**Task statement**
Could you copy every line of the data that contains the word "rough"?

[Records contained in a dataset]
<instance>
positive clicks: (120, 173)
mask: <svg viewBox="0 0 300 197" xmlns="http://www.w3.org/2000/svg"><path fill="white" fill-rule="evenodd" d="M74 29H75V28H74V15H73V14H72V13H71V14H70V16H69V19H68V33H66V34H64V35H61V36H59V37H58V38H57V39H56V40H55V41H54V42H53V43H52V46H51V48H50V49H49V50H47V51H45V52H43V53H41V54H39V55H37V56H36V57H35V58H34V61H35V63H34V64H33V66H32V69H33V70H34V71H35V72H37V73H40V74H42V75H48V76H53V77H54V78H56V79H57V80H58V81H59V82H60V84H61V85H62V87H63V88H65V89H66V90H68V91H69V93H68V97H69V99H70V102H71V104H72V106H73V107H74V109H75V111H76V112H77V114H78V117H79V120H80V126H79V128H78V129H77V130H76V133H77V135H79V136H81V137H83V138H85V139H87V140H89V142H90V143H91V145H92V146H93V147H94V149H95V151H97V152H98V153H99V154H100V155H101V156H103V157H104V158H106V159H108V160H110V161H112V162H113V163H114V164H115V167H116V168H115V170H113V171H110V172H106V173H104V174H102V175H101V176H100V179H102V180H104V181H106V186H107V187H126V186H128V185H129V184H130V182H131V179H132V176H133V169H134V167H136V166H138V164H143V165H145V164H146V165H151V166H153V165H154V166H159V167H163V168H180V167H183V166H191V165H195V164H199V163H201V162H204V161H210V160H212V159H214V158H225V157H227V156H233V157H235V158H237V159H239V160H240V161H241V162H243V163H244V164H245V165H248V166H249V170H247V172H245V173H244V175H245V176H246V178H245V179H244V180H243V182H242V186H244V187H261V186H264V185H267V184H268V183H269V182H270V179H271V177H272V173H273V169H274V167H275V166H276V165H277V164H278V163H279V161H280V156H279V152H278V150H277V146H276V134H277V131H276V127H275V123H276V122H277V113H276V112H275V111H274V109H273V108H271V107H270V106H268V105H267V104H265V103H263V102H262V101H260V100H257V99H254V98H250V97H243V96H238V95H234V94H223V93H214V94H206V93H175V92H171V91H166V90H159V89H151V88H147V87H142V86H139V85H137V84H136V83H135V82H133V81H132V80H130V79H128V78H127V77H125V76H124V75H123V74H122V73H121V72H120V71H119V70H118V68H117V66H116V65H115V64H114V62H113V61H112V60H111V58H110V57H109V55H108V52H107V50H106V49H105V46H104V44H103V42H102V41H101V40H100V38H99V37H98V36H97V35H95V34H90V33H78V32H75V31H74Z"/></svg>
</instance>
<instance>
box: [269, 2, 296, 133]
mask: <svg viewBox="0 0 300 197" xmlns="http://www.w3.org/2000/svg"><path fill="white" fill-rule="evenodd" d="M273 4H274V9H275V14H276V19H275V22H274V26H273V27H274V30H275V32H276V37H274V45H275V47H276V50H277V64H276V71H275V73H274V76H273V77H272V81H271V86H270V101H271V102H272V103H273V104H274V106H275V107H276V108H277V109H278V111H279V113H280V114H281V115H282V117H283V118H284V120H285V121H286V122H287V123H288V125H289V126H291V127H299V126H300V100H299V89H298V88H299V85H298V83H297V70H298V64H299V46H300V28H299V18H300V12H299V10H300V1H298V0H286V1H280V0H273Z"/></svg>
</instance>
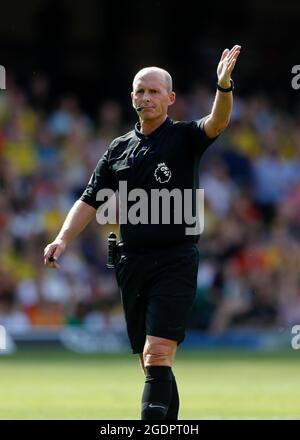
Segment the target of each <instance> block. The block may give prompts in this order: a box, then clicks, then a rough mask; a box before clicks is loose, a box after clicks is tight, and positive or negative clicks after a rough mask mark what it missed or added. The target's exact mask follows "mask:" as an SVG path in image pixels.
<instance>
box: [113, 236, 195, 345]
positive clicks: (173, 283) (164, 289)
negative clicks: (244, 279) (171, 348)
mask: <svg viewBox="0 0 300 440" xmlns="http://www.w3.org/2000/svg"><path fill="white" fill-rule="evenodd" d="M198 264H199V252H198V248H197V246H196V245H191V244H189V245H185V246H180V247H178V248H176V249H172V250H164V251H158V252H156V251H155V252H150V253H147V254H145V253H139V254H138V253H127V252H124V253H122V254H121V256H120V259H119V262H118V264H117V266H116V277H117V282H118V285H119V287H120V290H121V300H122V305H123V309H124V313H125V319H126V324H127V332H128V337H129V340H130V343H131V347H132V351H133V353H142V352H143V349H144V344H145V339H146V335H150V336H158V337H161V338H166V339H172V340H174V341H177V343H178V344H180V342H182V341H183V339H184V337H185V328H186V324H187V320H188V318H189V313H190V310H191V308H192V304H193V300H194V297H195V294H196V286H197V272H198Z"/></svg>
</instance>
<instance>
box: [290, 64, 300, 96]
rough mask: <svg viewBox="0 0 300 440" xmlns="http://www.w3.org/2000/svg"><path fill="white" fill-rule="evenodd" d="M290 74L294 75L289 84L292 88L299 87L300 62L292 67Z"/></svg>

**Result**
Segment the target of each <instance> block. The block may give prompts in this order: a box, then clicks, then a rough mask; a box before clicks is loose, a box after clicks is tight, and positive or negative clicks after a rough mask mark what it missed or added. The target's exact mask follows "mask:" as an SVG path in image pixels.
rough mask: <svg viewBox="0 0 300 440" xmlns="http://www.w3.org/2000/svg"><path fill="white" fill-rule="evenodd" d="M290 74L294 75L289 84L292 88L299 87L300 62L292 67Z"/></svg>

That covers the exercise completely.